To do: The listing below is to be transcribed exactly.

···

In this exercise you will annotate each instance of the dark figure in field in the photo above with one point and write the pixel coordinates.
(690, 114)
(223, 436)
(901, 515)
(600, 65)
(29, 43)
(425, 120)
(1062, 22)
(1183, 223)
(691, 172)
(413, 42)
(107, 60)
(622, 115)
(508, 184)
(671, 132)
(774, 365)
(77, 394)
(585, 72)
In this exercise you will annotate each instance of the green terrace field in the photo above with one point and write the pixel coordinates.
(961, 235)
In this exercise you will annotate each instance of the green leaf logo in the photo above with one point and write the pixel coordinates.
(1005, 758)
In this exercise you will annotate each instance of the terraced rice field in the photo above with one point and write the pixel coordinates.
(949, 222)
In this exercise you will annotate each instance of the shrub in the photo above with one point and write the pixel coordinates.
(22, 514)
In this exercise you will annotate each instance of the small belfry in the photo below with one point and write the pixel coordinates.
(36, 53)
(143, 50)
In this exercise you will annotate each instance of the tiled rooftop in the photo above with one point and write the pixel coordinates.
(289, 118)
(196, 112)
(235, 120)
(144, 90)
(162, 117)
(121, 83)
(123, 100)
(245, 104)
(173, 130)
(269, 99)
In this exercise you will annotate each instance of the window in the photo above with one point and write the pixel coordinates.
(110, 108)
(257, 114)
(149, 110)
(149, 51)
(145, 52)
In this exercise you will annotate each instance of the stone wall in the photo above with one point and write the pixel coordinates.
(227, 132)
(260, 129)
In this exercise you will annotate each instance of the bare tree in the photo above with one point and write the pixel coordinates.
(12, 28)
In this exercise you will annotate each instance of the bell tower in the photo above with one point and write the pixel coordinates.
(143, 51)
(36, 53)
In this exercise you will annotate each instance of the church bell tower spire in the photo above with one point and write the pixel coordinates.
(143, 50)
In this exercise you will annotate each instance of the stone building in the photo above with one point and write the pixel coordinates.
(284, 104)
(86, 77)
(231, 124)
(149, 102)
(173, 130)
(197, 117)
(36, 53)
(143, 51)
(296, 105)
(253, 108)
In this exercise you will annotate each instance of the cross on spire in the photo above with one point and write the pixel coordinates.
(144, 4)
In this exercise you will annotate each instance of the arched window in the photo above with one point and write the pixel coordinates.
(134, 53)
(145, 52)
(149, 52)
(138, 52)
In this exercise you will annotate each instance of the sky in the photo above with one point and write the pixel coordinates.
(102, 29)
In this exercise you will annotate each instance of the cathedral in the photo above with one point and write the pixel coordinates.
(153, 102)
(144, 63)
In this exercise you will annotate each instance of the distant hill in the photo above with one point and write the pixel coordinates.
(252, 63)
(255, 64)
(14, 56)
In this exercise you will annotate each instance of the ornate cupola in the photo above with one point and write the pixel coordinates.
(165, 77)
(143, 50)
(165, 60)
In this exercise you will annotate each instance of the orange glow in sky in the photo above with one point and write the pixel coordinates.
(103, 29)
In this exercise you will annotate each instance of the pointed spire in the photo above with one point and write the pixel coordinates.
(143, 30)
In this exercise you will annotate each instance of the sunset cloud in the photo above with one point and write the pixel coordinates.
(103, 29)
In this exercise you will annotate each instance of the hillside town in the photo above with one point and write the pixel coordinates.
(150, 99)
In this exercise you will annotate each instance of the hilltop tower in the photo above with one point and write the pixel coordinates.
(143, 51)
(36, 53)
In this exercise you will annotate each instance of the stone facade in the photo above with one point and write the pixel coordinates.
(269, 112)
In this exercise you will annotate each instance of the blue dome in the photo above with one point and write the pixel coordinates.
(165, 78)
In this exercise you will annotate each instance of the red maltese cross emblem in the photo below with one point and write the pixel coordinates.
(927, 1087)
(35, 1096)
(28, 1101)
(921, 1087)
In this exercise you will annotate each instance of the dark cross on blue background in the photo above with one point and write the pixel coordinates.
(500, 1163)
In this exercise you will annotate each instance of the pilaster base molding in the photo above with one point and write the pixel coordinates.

···

Response area:
In this exercise you will annotate each instance of the dark figure in field in the photo above with one point and write the pixel coordinates.
(690, 114)
(223, 436)
(901, 515)
(600, 65)
(29, 43)
(425, 120)
(1062, 22)
(1183, 223)
(691, 172)
(413, 42)
(107, 60)
(622, 115)
(508, 184)
(671, 132)
(774, 365)
(77, 394)
(585, 72)
In this exercise you will annotate each instance of the green terrace field in the photo above with one point and write the pixel coordinates.
(961, 235)
In this exercise you will annotate each instance of the green leaf logo in the photo above with one point and write the pixel coordinates.
(1005, 758)
In this exercise you will annotate each instance of the terraced rice field in the photo above with one point and write the pixel coordinates.
(949, 222)
In this exercise you will annotate each instance of the shrub in the photo above with one point and write the pixel coordinates.
(22, 514)
In this exercise you will annotate each instance of the small belfry in the photo below with one point and write the pixel coordinates.
(36, 53)
(143, 50)
In this exercise you will annotate each instance of the tiled rooftop in the photo above with one point and write the pixel coordinates.
(289, 118)
(196, 112)
(235, 120)
(144, 90)
(162, 117)
(121, 83)
(123, 100)
(245, 104)
(173, 130)
(269, 99)
In this exercise you will annotate each instance of the window in the photo above with one point and write the pixel coordinates.
(110, 108)
(257, 114)
(149, 110)
(149, 51)
(145, 52)
In this exercise you will annotate each instance of the stone wall in the photo above with one point and write the pixel coordinates.
(227, 132)
(260, 129)
In this exercise you will annotate each instance of the bare tree in the photo above with one point and write the pixel coordinates.
(12, 28)
In this exercise you will annotate each instance of the bell tower in the photo above with one point and write the pixel coordinates.
(143, 51)
(36, 53)
In this exercise you will annotate each instance of the church bell tower spire in the photo above with one point and write the pixel coordinates.
(143, 50)
In this exercise you will annotate each instance of the stone building in the photo above with one point and write the pixel coordinates.
(284, 104)
(86, 77)
(231, 124)
(149, 102)
(173, 130)
(197, 117)
(36, 53)
(143, 51)
(296, 105)
(253, 108)
In this exercise you will annotate each instance of the cross on spire in the photo above with one point and write the pixel coordinates.
(144, 4)
In this exercise you will annotate each instance of the arched window in the photo above with one point and write the pixel coordinates.
(134, 53)
(145, 52)
(149, 52)
(138, 52)
In this exercise you will annotate each instance of the sky in the photo above with one point and write the pixel coordinates.
(102, 29)
In this exercise you will annotate each instance of the cathedral in the photo above with one point and write the pixel coordinates.
(153, 102)
(144, 63)
In this exercise you will annotate each instance of the distant hill in the photo above with one point and write the pixel coordinates.
(252, 63)
(255, 64)
(14, 56)
In this exercise you will annotate each instance of the ornate cupola in the photo above with one point and write the pixel coordinates.
(165, 77)
(143, 50)
(165, 60)
In this exercise you will annotate each instance of the orange glow in sky in the photo above with one point and write the pixel coordinates.
(103, 29)
In this exercise you will annotate each instance of the pointed spire in the photo above with one point and write the pixel coordinates.
(143, 30)
In this exercise you will annotate each instance of the sunset cloud in the photo above with one point and write the pixel coordinates.
(103, 29)
In this exercise you will annotate each instance of the hillside town in the photo above with one point and write the pixel coordinates.
(150, 99)
In this exercise you will annotate each instance of the hilltop tower in the photo above with one point and write the pixel coordinates.
(143, 51)
(36, 53)
In this exercise you will annotate each instance of the stone facade in the photo above with one point and write the pixel coordinates.
(269, 112)
In this exercise you will annotate each instance of the blue dome in the photo above with one point and write the pixel coordinates.
(165, 78)
In this exercise you will annotate each instance of the red maltese cross emblem in the photo below with one point and write the pixel coordinates.
(927, 1087)
(35, 1096)
(28, 1101)
(921, 1087)
In this exercise you will annotate each instance of the dark cross on blue background in the photo above with one point and write the pixel coordinates.
(500, 1163)
In this exercise you will annotate each instance of the pilaster base molding in the photo above with one point and write the pixel coordinates.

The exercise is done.